## [Point-per-instance localization data]
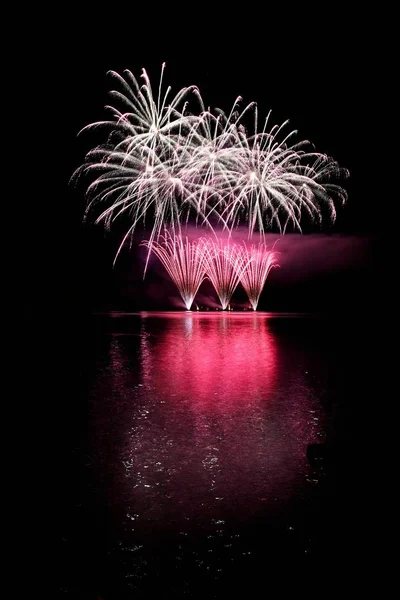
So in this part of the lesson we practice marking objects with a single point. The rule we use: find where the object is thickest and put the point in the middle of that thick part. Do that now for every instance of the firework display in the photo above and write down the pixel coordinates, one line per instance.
(224, 263)
(258, 262)
(184, 261)
(161, 165)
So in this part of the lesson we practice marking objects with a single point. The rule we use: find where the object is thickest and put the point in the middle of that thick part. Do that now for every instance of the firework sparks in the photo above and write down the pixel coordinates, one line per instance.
(224, 265)
(160, 165)
(184, 261)
(258, 263)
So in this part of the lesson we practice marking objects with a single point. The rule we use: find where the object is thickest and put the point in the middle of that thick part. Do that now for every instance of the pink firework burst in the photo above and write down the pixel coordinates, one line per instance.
(183, 260)
(224, 266)
(258, 263)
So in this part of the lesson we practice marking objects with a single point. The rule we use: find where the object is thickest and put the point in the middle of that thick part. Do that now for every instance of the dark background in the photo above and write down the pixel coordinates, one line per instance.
(330, 73)
(325, 72)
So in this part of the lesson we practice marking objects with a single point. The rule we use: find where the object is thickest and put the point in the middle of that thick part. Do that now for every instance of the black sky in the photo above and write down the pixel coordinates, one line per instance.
(322, 70)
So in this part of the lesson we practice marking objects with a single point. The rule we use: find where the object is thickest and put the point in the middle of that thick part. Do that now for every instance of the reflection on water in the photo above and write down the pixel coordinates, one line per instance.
(200, 424)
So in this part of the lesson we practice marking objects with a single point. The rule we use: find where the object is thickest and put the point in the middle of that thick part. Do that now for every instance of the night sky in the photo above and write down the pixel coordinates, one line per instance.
(321, 78)
(326, 71)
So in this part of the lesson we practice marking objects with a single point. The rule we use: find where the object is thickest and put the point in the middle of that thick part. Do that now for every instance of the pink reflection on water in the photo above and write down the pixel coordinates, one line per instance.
(203, 417)
(221, 362)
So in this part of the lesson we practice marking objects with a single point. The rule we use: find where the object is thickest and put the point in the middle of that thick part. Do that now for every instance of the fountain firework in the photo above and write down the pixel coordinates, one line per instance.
(161, 163)
(184, 262)
(258, 263)
(224, 266)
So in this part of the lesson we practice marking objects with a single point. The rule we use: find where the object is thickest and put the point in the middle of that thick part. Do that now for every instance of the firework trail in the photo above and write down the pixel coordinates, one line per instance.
(140, 171)
(224, 266)
(183, 260)
(160, 165)
(275, 182)
(258, 263)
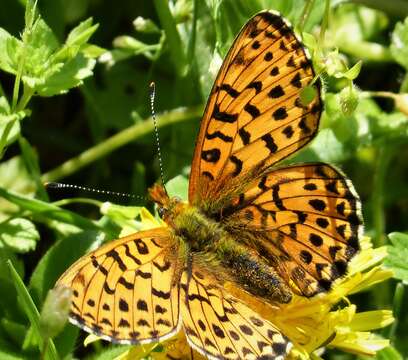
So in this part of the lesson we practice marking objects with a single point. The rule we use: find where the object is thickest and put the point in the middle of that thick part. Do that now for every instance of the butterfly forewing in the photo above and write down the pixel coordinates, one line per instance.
(219, 326)
(127, 291)
(254, 116)
(307, 221)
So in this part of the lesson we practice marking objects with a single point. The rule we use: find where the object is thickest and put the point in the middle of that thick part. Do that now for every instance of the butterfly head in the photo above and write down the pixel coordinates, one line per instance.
(168, 207)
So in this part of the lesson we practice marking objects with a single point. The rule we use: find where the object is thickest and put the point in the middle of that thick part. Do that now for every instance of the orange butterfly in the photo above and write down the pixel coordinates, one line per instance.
(270, 231)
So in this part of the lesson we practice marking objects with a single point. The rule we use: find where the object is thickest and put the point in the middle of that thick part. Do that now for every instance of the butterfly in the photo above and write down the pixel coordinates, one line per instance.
(271, 231)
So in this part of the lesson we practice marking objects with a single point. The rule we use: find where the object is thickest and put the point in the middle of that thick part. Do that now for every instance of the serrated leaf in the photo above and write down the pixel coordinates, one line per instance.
(40, 44)
(19, 234)
(69, 76)
(398, 255)
(81, 33)
(8, 48)
(352, 73)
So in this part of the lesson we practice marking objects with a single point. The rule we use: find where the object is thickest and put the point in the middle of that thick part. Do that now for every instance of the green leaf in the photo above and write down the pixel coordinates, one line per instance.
(9, 46)
(398, 255)
(69, 76)
(55, 311)
(31, 163)
(352, 73)
(41, 43)
(19, 234)
(30, 309)
(49, 211)
(178, 186)
(399, 43)
(145, 26)
(327, 146)
(30, 13)
(76, 40)
(81, 33)
(14, 177)
(9, 121)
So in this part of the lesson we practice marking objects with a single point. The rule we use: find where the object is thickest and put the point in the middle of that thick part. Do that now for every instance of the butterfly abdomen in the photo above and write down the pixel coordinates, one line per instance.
(206, 236)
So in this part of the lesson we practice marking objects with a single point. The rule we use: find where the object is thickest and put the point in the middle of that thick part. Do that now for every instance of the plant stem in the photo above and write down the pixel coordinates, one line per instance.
(130, 134)
(381, 167)
(305, 14)
(397, 305)
(381, 295)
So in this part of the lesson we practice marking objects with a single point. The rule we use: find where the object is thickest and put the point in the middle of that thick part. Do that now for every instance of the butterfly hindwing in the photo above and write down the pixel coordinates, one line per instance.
(127, 291)
(307, 221)
(254, 116)
(220, 326)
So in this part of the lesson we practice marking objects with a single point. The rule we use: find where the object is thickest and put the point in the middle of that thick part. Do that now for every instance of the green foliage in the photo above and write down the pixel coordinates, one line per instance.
(398, 254)
(74, 100)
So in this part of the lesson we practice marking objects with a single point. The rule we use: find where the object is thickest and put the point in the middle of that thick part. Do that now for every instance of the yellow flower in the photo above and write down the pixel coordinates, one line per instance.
(327, 320)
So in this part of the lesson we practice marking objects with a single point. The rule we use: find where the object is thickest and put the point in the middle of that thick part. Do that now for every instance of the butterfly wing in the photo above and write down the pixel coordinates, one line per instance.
(254, 116)
(127, 291)
(220, 326)
(305, 221)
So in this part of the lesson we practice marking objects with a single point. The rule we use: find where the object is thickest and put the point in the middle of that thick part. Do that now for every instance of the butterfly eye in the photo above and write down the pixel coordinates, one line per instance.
(161, 211)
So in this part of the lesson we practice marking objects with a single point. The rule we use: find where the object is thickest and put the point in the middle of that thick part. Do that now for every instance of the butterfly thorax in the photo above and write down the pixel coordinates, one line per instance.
(207, 238)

## [What is required]
Without including any picture, set down every line above exactly as it stands.

## [Answer box]
So in this part of the lesson we practice marking objects with a single point. The rule we use: find where the object is thickest and put the point in the middle of that thick part. Do that now for every instance of the firework display in the photo above and write down the pixel coordinates, one line per instance.
(224, 263)
(258, 262)
(184, 261)
(161, 165)
So in this part of the lesson we practice marking objects with a single point. The rule we use: find where the object is thickest and put the point in the middle of that thick part. Do that now for every instance of the firework sparks in the photo above and write down the pixel coordinates, one line per instance.
(224, 265)
(160, 165)
(184, 261)
(258, 263)
So in this part of the lesson we practice marking objects with a single point. The rule we use: find where the object is thickest and put the point in the middle of that thick part. Do that now for every instance of the pink firework burst in the photo above and write down the pixel coordinates, one line per instance.
(183, 260)
(224, 266)
(258, 263)
So in this part of the lesson we practice marking objects with a single point. The rule we use: find where the object is thickest and put the point in the middle of that thick part. Do that now for every instance of the dark background in the photo above and write down the pixel coordinates, one line per instance.
(330, 73)
(325, 72)
So in this part of the lesson we practice marking objects with a single point. The rule we use: find where the object is thickest and put the point in the middle of that thick part. Do that now for every instance of the black sky in the photo above and write down the pixel coordinates, one line per instance.
(322, 70)
So in this part of the lesson we practice marking objects with a single point. The rule we use: find where the object is thickest and put the point in the middle of that thick part. Do that now for every instance of the reflection on water in the photo above and write down the pixel coordinates, one line per instance.
(200, 424)
So in this part of the lesson we practice marking objects with a single point. The rule we use: find where the object is thickest and put the point in the middle of that thick part. Do that now for every instance of the night sky in the photo above and write down the pixel coordinates, one line per instance.
(321, 78)
(326, 71)
So in this part of the lesson we practice marking objects with a single point. The rule we use: find where the object is thickest and put the point in the middle of that thick part. Do that now for every instance of the pink reflection on water in the photo above and write down the pixel coordinates, one line per instance.
(203, 417)
(221, 362)
So in this part of the lesson we practice marking objects with a single point. The rule we use: find where the object is thickest and put the point in the middle of that thick part. Do that now for every instance of the fountain firework in the photo above and write down the pixel coordinates, one line per instance.
(161, 163)
(184, 262)
(258, 263)
(224, 266)
So in this part of the lesson we practice marking objects with a single point. The rule we use: find where the object is thickest and put the point in the middle of that thick part. Do that now for every instance of the firework trail in the photo above and write down the pixel coordinates, one line per instance.
(140, 171)
(224, 266)
(183, 260)
(160, 165)
(275, 182)
(258, 263)
So in this part of the lesson we practice marking objects with a single point. The rule we use: find where the object is thickest and put the point in the middle of that thick part. Do that now for every instance of the butterfly forewing in the photo above and write down the pixel coordinates, one line per instance.
(219, 326)
(127, 291)
(254, 116)
(307, 221)
So in this part of the lesson we practice marking objects with a single point. The rule we use: find where the object is thickest and put the point in the middle of that thick part. Do that now for every instance of the butterfly head in the photo above and write down the pixel coordinates, one line per instance.
(168, 207)
So in this part of the lesson we practice marking objects with a single point. The rule we use: find where the object is thickest and put the point in the middle of that thick part. Do that now for every instance of the orange butterfly in the photo above and write down the pixel coordinates, one line per instance.
(270, 231)
So in this part of the lesson we practice marking objects with a single point. The rule we use: find where the object is thickest and put the point in the middle of that thick part. Do that now for every instance of the butterfly in the photo above and write down the pixel coordinates, one line per instance.
(271, 231)
So in this part of the lesson we practice marking objects with a single point. The rule we use: find where the object is thickest and put the point in the middle of that thick part. Do that now for every instance of the serrated leaf in the photo above and write down the pixel coordinates, one line per instance.
(40, 44)
(19, 234)
(69, 76)
(398, 255)
(81, 33)
(8, 48)
(352, 73)
So in this part of the lesson we practice marking objects with a single point. The rule we use: find where the object is thickest and put the point in the middle of that thick part. Do that now for every instance of the green leaf in the photo above and write down the pixel coordinates, one line per instance.
(9, 46)
(398, 255)
(69, 76)
(55, 311)
(31, 163)
(352, 73)
(41, 43)
(19, 234)
(30, 309)
(49, 211)
(178, 186)
(399, 43)
(145, 26)
(327, 146)
(30, 13)
(76, 40)
(81, 33)
(14, 177)
(9, 121)
So in this part of the lesson we practice marking objects with a single point. The rule we use: find where the object is thickest and put the point in the middle of that thick part. Do that now for every instance of the butterfly abdomen in the photo above and write down the pixel coordinates, one line per instance.
(206, 236)
So in this part of the lesson we practice marking objects with a single point. The rule we use: find where the object is thickest and put the point in the middle of that thick part. Do that now for every instance of the plant stem in the photo above and write down the pixel coordinates, one line per instance.
(130, 134)
(381, 167)
(305, 14)
(397, 305)
(381, 295)
So in this part of the lesson we practice marking objects with a single point. The rule we use: find where the object is thickest and put the point in the middle of that thick part. Do that now for every instance of the butterfly hindwing in the photo above and write down the pixel coordinates, one line per instance.
(127, 291)
(307, 221)
(254, 116)
(220, 326)
So in this part of the lesson we practice marking objects with a single point. The rule we use: find where the object is thickest and put the point in the middle of that thick part. Do that now for every instance of the green foliage in the photo above and write down the pixel coordinates, one line per instance.
(398, 254)
(74, 100)
So in this part of the lesson we practice marking objects with a single point. The rule we use: find where the object is thickest and put the point in the middle of that thick part. Do that now for every instance of the yellow flower in the photo above and write down the pixel coordinates, one line per instance.
(327, 320)
So in this part of the lesson we practice marking objects with a single point. The rule we use: find where the object is thickest and put the point in the middle of that thick part. Do that now for every instance of the butterfly wing in the photo above and write down the pixel coordinates, one line per instance.
(254, 116)
(127, 291)
(220, 326)
(305, 221)
So in this part of the lesson we practice marking objects with a single point. The rule we use: find where the object is thickest and put the point in the middle of that thick part. Do that now for every instance of the butterfly eye in the photo above and write down the pixel coordinates, one line per instance.
(161, 211)
So in this part of the lesson we practice marking objects with a single point. The rule we use: find where the object is thickest and put the point in the middle of that thick part. Do that now for every instance of the butterfly thorax in the photo above and write down the pixel coordinates, one line per instance.
(207, 238)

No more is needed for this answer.